*** Document text ***
Ailah Ahmed, recently appointed publishing director at the imprint, described a "new chapter" in Hutchinson Heinemann's history as she introduced the virtual Literary Showcase on Tuesday (27th July) featuring authors Lauren Groff, Amor Towles, Faulks and Powers, who was recently announced as a Booker 2021 longlistee.
Faulks said of his upcoming historical novel Snow Country: "It's a book I've wanted to write for a long, long time. There's a book, Human Traces, which came out in 2005. It was about two young doctors, one English and one French, who set up a sanitorium in Austria where they tried to figure out what's wrong with human beings... it was a long, difficult book with lots of lectures about psychiatry and I always felt there was an easier book there. It's not a sequel... but it's a relation to Human Traces, like a first cousin, there is a family resemblance.
"It's a completely different story, mostly set in the 1930s, a very interesting time in Europe where the clouds are gathering in the way that we know about." He also warned against doing too much research, and that if a book was under-researched “it makes your imagination work harder”.
When asked about writing female characters by Ahmed (pictured right with the author), Faulks said: “I’ve always enjoyed writing female characters, though the political climate has changed from the time when you got tremendous and quite underserved praise for tackling female characters. Now there is a feeling of, ‘Are you sure? Really? What makes you think you can do this?’ But you plough on regardless.”
*** End of Document text ***
*Questions*:
- A) Write out the passage from the Hutchinson Heinemann showcase article word for word, starting with "Ailah Ahmed, recently" and going on through "a family resemblance.".
- B) Write what comes next in the Hutchinson Heinemann showcase article, picking up after its final sentence.
*** Given records ***
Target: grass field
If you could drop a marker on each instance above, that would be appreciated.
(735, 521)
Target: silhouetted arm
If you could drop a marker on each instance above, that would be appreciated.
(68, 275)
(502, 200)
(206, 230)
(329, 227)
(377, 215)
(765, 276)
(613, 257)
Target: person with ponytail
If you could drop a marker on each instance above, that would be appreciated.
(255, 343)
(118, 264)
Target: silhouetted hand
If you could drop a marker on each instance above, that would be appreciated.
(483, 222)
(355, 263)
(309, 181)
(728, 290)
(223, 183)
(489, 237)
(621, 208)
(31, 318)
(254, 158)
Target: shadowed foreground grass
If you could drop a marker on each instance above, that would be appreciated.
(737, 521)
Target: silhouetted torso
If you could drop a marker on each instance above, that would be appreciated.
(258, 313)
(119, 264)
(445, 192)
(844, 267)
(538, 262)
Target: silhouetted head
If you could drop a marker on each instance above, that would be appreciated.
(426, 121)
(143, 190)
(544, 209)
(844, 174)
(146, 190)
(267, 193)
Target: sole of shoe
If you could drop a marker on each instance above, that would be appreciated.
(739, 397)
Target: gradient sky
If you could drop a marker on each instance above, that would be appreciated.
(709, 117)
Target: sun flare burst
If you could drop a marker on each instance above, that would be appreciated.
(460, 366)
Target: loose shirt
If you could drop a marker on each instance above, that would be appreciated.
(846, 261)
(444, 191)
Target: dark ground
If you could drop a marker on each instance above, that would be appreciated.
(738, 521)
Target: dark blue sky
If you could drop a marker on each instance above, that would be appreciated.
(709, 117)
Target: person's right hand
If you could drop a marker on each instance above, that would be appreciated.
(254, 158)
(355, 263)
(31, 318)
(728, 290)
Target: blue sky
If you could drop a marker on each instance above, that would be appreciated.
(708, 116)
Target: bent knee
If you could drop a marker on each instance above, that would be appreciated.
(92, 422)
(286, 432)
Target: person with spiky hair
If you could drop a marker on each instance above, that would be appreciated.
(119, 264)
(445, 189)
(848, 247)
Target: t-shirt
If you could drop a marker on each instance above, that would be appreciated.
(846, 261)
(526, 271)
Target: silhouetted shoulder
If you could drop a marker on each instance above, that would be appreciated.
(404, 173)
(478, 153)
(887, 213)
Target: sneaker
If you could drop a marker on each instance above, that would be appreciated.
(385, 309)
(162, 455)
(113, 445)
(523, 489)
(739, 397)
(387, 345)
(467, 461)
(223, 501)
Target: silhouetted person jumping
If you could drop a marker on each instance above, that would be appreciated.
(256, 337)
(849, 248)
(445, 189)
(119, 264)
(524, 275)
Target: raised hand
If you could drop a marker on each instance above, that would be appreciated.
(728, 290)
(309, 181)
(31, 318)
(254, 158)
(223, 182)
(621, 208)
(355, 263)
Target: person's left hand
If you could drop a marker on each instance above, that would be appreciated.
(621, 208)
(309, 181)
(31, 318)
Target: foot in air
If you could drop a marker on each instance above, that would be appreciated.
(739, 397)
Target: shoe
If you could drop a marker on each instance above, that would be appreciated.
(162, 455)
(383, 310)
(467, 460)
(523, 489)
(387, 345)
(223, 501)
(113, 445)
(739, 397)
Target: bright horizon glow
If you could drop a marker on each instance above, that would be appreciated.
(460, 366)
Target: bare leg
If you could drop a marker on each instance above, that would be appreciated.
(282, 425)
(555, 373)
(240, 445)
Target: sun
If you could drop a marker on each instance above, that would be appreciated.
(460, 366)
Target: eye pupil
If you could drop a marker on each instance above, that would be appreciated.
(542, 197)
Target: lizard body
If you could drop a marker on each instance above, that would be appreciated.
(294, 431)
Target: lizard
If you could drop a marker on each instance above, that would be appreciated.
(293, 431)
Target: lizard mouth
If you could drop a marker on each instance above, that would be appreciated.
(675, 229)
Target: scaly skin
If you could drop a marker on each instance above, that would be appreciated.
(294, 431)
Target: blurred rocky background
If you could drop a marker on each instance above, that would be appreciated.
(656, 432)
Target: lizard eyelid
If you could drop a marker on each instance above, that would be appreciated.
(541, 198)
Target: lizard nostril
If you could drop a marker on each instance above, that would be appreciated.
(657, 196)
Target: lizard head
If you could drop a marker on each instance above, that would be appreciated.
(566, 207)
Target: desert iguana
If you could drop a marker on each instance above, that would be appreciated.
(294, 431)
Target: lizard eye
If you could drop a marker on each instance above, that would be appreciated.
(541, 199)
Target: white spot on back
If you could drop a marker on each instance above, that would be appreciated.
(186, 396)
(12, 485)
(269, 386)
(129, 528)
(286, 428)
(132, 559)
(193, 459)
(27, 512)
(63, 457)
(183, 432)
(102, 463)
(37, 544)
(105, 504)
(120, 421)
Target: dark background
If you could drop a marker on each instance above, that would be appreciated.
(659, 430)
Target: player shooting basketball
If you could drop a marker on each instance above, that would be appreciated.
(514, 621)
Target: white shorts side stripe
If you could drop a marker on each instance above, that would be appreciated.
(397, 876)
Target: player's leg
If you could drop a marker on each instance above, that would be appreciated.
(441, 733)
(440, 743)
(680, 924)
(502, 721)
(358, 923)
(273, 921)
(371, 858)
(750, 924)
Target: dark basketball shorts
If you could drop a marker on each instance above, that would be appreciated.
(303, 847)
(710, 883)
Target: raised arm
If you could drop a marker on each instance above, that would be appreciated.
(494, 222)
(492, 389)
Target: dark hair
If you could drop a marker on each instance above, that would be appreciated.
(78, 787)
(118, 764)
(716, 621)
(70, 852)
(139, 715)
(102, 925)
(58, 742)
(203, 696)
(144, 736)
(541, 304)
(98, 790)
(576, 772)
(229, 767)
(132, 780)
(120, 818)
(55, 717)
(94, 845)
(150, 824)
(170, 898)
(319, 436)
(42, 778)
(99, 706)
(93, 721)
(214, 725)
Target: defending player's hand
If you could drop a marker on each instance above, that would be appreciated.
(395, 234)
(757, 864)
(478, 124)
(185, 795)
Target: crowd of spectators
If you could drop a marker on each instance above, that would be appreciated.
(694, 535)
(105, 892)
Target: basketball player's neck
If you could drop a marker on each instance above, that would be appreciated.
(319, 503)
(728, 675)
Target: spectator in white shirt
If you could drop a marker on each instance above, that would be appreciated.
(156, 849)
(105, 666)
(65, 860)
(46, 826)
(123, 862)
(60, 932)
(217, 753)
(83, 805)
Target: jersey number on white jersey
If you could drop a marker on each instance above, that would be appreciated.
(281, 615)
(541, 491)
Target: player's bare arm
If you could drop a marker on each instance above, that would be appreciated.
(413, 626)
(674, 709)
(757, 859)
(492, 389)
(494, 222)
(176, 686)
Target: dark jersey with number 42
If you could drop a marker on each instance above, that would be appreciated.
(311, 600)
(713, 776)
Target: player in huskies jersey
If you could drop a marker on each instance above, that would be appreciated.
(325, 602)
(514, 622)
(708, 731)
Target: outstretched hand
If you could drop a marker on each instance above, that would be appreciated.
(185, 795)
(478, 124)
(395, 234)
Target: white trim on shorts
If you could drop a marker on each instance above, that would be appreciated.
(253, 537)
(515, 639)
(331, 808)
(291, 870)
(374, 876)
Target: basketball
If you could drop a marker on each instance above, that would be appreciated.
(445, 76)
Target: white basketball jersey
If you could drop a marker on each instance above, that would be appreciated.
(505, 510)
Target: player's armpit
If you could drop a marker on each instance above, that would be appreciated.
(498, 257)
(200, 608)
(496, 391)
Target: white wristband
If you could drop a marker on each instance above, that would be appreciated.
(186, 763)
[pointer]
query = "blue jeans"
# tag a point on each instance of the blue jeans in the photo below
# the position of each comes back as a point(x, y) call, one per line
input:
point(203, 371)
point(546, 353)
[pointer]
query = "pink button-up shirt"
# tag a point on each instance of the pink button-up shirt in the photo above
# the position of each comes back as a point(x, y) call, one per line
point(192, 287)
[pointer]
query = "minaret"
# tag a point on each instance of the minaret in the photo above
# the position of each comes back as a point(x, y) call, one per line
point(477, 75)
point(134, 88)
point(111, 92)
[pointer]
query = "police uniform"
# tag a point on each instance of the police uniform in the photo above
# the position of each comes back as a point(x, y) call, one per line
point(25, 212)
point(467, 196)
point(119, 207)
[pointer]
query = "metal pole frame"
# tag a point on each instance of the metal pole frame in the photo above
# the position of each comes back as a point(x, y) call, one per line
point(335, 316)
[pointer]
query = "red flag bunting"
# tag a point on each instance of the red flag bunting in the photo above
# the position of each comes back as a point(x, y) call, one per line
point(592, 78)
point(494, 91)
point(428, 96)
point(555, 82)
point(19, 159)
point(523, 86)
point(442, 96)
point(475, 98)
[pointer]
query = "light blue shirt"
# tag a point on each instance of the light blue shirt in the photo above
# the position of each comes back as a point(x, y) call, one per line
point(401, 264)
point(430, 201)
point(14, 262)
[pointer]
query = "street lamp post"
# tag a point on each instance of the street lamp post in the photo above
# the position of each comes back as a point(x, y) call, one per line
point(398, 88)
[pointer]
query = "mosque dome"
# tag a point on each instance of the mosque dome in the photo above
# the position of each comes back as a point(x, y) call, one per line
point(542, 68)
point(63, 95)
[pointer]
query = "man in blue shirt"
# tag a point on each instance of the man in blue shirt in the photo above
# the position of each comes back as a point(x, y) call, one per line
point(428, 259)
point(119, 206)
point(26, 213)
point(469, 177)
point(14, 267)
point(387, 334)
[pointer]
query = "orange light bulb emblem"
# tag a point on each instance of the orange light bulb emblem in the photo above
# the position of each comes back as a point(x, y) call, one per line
*** End of Given records ***
*Per-task outputs*:
- A)
Ailah Ahmed, recently appointed publishing director at the imprint, described a "new chapter" in Hutchinson Heinemann's history as she introduced the virtual Literary Showcase on Tuesday (27th July) featuring authors Lauren Groff, Amor Towles, Faulks and Powers, who was recently announced as a Booker 2021 longlistee.
Faulks said of his upcoming historical novel Snow Country: "It's a book I've wanted to write for a long, long time. There's a book, Human Traces, which came out in 2005. It was about two young doctors, one English and one French, who set up a sanitorium in Austria where they tried to figure out what's wrong with human beings... it was a long, difficult book with lots of lectures about psychiatry and I always felt there was an easier book there. It's not a sequel... but it's a relation to Human Traces, like a first cousin, there is a family resemblance.

- B)
On the pandemic, the Birdsong author said: “Of course my life wasn’t massively changed in that I’ve been working from home for a long time. But one of the things I found quite annoying was young journalists saying it was an unprecedented plague—and, of course, it’s not unprecedented. In my lifetime there was polio and smallpox and then further back there was Spanish flu... Mark Twain said, ‘History doesn’t repeat itself but it does rhyme’. So to me the pandemic was a rhyme to Spanish flu and played into the period I was writing about.”
Powers revealed how lockdown and the pandemic had changed the nature of his book. Speaking from his home in the Great Smoky Mountains in Tennessee, he said: “When it came time to be cut off from the rest of humanity and forced into isolation for a year and a half, this was a good place to be. But with Bewilderment, a book that I wrote here, taking inspiration from my surroundings, I did go in a very different direction because of the pandemic [in terms of] the nature of the book’s composition. It became a much shorter book which focused on a couple of characters rather than a panoramic one like The Overstory. It’s my hope that this might make this book easier to sell to a wider variety of readers, even those who haven’t read The Overstory.
“I hope, with our slow steps back into social life, that both [readers] and bookstores are able to rally and return and reconstitute and bring books into a new season.”
Groff (pictured left) discussed Matrix, which is due out in September. She revealed how she was inspired by researching medieval French at college. She said: "Marie de France [12th-century poet] was fascinating to me and I kept her in my head for the last 20 years... I also want to interrogate power, female power and the way that the hierarchy that we have been handed down undermines us—and how we can push against this.”
Both Powers and Groff are hoping to visit the UK this year as part of their publicity tours. “I’m delighted to be coming to the UK in the fall. I spent almost a year in Cambridge when I was young, and Oxford, and can’t wait to come back,” Groff said.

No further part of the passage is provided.